:: Information supplied ::
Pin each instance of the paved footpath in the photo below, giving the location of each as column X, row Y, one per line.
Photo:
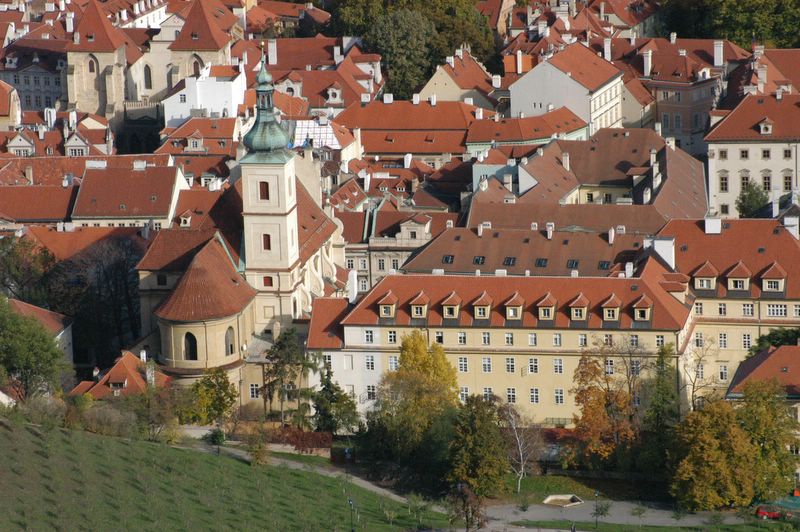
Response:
column 620, row 513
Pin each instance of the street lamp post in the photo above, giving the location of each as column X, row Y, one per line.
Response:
column 596, row 494
column 352, row 527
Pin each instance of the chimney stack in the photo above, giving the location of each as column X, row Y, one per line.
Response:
column 718, row 56
column 647, row 55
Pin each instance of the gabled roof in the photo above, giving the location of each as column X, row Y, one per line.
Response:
column 97, row 34
column 739, row 271
column 52, row 321
column 584, row 66
column 482, row 300
column 200, row 30
column 781, row 364
column 211, row 288
column 128, row 370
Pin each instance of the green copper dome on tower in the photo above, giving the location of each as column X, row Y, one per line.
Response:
column 266, row 141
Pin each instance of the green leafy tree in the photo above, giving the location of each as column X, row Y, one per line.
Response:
column 334, row 410
column 29, row 357
column 214, row 396
column 287, row 366
column 662, row 413
column 751, row 199
column 478, row 458
column 422, row 388
column 768, row 420
column 715, row 459
column 407, row 66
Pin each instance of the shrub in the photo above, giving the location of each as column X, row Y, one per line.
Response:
column 107, row 420
column 215, row 437
column 46, row 411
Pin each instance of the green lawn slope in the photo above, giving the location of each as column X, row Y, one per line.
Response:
column 71, row 480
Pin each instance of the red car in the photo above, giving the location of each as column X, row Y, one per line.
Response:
column 771, row 512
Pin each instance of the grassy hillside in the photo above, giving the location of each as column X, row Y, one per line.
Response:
column 69, row 480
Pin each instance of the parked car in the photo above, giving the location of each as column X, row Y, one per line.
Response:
column 772, row 512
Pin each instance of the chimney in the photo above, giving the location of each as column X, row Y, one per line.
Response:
column 792, row 224
column 647, row 55
column 762, row 76
column 713, row 225
column 718, row 56
column 272, row 52
column 508, row 182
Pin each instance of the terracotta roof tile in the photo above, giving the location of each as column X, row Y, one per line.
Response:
column 52, row 321
column 324, row 331
column 211, row 288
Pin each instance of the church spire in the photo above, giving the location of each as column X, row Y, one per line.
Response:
column 266, row 139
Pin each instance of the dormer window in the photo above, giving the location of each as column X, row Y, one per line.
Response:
column 704, row 283
column 773, row 285
column 738, row 284
column 387, row 305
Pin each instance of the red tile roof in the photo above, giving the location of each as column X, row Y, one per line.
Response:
column 128, row 372
column 118, row 193
column 763, row 246
column 211, row 288
column 97, row 34
column 324, row 331
column 200, row 31
column 742, row 124
column 775, row 363
column 667, row 313
column 584, row 66
column 559, row 121
column 37, row 204
column 68, row 244
column 53, row 322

:: Activity ::
Should a record include a picture, omit it from your copy and return the rest unchanged.

:: Response ::
Pin each instance of the paved footpath in the photo below, giving the location of each as column X, row Y, one per line.
Photo:
Response:
column 620, row 513
Pin each instance of the street lamp post in the photo above, giving the location of each as column X, row Y, one per line.
Response:
column 596, row 494
column 352, row 527
Pin each instance of the chimney stack in the photo above, giving the location of each as column X, row Y, one per line.
Response:
column 718, row 56
column 647, row 55
Pin each instance of the gabled roof in the photo above, giving the location of each as column X, row Y, one per line.
Response:
column 97, row 34
column 739, row 271
column 52, row 321
column 584, row 66
column 482, row 300
column 200, row 30
column 781, row 364
column 211, row 288
column 128, row 370
Pin each instance of the green copper dome on tower in the photo above, giving the location of each as column X, row Y, one per line.
Response:
column 266, row 141
Pin each instance of the green leafy tree in the photo above, giving the location of each as column X, row Y, one per line.
Response:
column 334, row 410
column 29, row 357
column 214, row 396
column 287, row 366
column 662, row 413
column 751, row 199
column 478, row 458
column 422, row 388
column 768, row 420
column 715, row 459
column 407, row 66
Pin each instance of the shrub in the photo above, giving the location of each as column X, row Y, one per line.
Response:
column 107, row 420
column 215, row 437
column 46, row 411
Pin each instance of the green lawn slope in the photo above, giving the location of each as column X, row Y, one per line.
Response:
column 71, row 480
Pin each instance of the red car in the photo above, giving the location of each as column X, row Y, one per line.
Response:
column 771, row 512
Pin each instance of the grassy hillside in the photo above, giving the location of each as column X, row Y, one per line.
Response:
column 69, row 480
Pin each instance of the parked car in the photo above, giving the location of each as column X, row Y, one per line.
Response:
column 772, row 512
Pin each instance of the chimney in the photo above, giving the location of each as column X, row Y, one per line.
Response:
column 792, row 224
column 647, row 55
column 762, row 76
column 713, row 225
column 718, row 56
column 272, row 52
column 508, row 182
Pin each instance of the terracotta roof tile in the photo above, giving the location of each as column X, row Y, one per line.
Response:
column 52, row 321
column 324, row 331
column 211, row 288
Pin each instance of the church spire in the photo above, giving the location of each as column X, row Y, one per line.
Response:
column 266, row 139
Pin each instance of the dormer window in the photo above, giving the location of each as column X, row Y, one per line.
Response:
column 704, row 283
column 773, row 285
column 738, row 284
column 387, row 305
Pin each instance of the red tile roof in the photo above, giving the location of each as column X, row Y, one per line.
Response:
column 128, row 372
column 118, row 193
column 763, row 246
column 211, row 288
column 97, row 34
column 324, row 331
column 200, row 31
column 742, row 124
column 775, row 363
column 667, row 313
column 584, row 66
column 559, row 121
column 37, row 204
column 68, row 244
column 53, row 322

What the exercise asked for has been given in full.